DOCUMENT PASSAGE:
^^^^^^^^

Three of the five bills dealing with expanding broadband in Texas are either waiting on the governor’s desk or are already in effect. The results have proponents optimistic.
The 86th legislature filed more than 7,300 bills between the two houses, so getting excited about five on one topic may be absurd. But when it comes to broadband, community leaders and advocates have been waiting a long time to see it gain steam.
“We’re finally seeing some. I don’t know if it’s light at the end of the tunnel, but we’re finally getting to the tunnel,” said David Cleveland, executive director of the East Texas Council of Governments, a 14-county wide swath of Texas.
“Clearly the education is getting through and now it’s a matter of momentum going behind this,” he said.
As Texas Public Radio previously reported, the five bills represented the largest legislative push to connect the 1.8 million residents lacking access in Texas history. Broadband advocates often talk about the issue the way people talked about electrification in the 1930s and say their communities education, health and economic development all suffer from lacking access.

^^^^^^^^

GIVEN DATA:

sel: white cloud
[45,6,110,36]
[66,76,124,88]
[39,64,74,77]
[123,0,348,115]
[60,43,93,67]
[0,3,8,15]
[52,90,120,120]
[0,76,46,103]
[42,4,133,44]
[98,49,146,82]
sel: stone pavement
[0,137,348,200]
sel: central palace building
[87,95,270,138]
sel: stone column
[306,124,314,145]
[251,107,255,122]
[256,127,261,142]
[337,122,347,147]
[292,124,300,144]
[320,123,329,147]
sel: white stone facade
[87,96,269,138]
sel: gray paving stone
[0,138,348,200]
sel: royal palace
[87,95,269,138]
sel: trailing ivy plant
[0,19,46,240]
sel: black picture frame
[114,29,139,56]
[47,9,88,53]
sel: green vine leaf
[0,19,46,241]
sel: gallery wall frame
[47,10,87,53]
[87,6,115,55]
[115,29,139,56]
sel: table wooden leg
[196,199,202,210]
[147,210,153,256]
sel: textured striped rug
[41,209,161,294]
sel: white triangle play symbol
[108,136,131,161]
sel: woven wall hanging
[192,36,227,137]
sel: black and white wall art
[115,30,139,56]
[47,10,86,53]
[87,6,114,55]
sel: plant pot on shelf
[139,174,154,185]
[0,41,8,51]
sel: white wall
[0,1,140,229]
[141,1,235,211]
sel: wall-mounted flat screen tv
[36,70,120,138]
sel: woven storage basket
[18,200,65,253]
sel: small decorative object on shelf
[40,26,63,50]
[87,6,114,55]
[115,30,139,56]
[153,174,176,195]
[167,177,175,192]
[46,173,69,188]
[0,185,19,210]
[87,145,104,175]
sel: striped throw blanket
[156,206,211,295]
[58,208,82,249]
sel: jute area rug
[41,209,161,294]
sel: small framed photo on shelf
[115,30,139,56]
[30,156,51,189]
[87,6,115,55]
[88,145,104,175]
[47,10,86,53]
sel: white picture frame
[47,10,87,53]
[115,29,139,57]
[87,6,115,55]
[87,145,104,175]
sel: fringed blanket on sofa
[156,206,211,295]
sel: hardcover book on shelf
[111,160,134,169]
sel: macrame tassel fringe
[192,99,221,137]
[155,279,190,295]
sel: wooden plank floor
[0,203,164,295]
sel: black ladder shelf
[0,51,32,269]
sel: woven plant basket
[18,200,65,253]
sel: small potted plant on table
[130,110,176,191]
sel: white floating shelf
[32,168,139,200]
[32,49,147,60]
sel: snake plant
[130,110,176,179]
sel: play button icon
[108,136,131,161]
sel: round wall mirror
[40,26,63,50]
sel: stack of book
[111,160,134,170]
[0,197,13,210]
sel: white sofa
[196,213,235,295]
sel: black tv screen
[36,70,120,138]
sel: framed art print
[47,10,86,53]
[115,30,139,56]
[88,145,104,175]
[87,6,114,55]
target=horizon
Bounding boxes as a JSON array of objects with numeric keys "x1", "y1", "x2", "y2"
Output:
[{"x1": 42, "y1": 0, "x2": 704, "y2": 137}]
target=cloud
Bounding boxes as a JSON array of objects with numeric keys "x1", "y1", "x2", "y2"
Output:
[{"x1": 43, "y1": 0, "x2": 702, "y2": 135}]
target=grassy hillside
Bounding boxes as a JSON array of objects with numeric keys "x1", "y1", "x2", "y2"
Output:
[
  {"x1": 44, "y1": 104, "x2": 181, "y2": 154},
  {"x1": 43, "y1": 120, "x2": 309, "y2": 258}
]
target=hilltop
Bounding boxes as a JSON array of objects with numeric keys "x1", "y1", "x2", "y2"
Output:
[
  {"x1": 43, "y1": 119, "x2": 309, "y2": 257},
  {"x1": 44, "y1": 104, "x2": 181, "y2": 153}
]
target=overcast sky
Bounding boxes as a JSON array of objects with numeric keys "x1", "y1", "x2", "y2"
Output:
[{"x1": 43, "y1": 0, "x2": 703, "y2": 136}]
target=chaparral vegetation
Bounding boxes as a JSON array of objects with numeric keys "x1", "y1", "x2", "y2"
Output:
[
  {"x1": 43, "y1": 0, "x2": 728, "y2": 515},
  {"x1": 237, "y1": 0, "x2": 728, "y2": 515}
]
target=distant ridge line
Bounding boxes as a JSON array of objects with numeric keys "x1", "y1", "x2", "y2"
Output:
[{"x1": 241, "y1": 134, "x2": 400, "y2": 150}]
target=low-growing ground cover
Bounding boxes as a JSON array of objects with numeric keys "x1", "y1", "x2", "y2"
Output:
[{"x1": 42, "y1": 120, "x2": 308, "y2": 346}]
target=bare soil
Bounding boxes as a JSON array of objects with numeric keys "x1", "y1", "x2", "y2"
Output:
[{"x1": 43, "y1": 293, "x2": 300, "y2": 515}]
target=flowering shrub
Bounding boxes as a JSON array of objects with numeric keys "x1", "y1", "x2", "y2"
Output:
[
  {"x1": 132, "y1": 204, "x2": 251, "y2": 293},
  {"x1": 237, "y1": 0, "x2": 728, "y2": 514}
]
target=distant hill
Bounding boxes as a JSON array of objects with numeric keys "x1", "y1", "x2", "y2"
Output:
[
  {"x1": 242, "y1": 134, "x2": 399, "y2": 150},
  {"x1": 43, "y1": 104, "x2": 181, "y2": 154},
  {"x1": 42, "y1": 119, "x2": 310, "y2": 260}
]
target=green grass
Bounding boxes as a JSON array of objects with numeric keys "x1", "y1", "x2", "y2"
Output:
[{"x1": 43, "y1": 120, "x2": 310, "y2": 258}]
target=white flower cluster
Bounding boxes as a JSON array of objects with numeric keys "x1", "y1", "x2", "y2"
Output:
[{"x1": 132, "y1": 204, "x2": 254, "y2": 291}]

^^^^^^^^

THE TASK:
Translate this sentence from the Texas broadband article above into Spanish: "Three of the five bills dealing with expanding broadband in Texas are either waiting on the governor’s desk or are already in effect."

ANSWER BELOW:
Tres de los cinco proyectos de ley sobre la expansión de la banda ancha en Texas están esperando en el escritorio del gobernador o ya están en vigor.